**EXERCISE OBJECTIVE**
Answer these questions using the article on Diamond Offshore's bankruptcy:
1. How much money did Diamond lose in 2019?
2. Which U.S. oil firm filed for bankruptcy earlier in the month, before Diamond?
3. How much did Diamond recently draw under a revolving credit facility?

**EXCERPTED TEXT**
____

• Diamond lost $357 million in 2019, almost double the figure from the prior year
  • Over the past five years, Diamond has incurred total losses of $1.2 billion.
  • Analysts expect more oil drillers to collapse

Diamond Offshore Drilling (DO) voluntarily filed for bankruptcy protection on Sunday, one day before oil prices plunged by more than 25%.

Diamond became the second major U.S. oil firm to collapse, coming somewhat after Whiting Petroleum (WLL) filed for bankruptcy earlier this month.

The decision to file for bankruptcy protection came after Diamond failed to make an interest payment and said it retained restructuring advisers to map out a new future.

"After a careful and diligent review of our financial alternatives, [we] concluded that the best path forward for Diamond and its stakeholders is to seek chapter 11 protection," said CEO Marc Edwards. "Through this process, we intend to restructure our balance sheet to achieve a more sustainable debt level to reposition the business for long-term success."

Diamond cited, among other things, that day rates and demand for its services “worsened precipitously” this year amid a “price war” between Saudi Arabia and Russia and the huge drop in oil demand as a result of the coronavirus pandemic.

Noting that it recently drew $400 million under a revolving credit facility, Diamond said “the financial and operational conditions of the [company] have continued to deteriorate in the weeks following such responses.”

____

Dataset records:
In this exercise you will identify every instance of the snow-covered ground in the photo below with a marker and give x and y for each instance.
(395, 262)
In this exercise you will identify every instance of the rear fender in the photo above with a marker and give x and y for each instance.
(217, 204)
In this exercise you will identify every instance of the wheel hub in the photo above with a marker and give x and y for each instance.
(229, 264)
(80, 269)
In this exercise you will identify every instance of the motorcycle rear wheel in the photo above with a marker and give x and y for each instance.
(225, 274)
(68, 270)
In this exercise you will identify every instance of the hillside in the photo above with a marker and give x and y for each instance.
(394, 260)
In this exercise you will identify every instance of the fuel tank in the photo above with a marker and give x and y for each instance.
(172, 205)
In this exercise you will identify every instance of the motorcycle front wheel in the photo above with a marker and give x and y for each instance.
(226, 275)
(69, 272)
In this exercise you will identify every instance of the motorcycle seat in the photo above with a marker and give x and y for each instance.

____

**OUTPUT OF THE TASK**
1. $357 million
2. Whiting Petroleum (WLL)
3. $400 million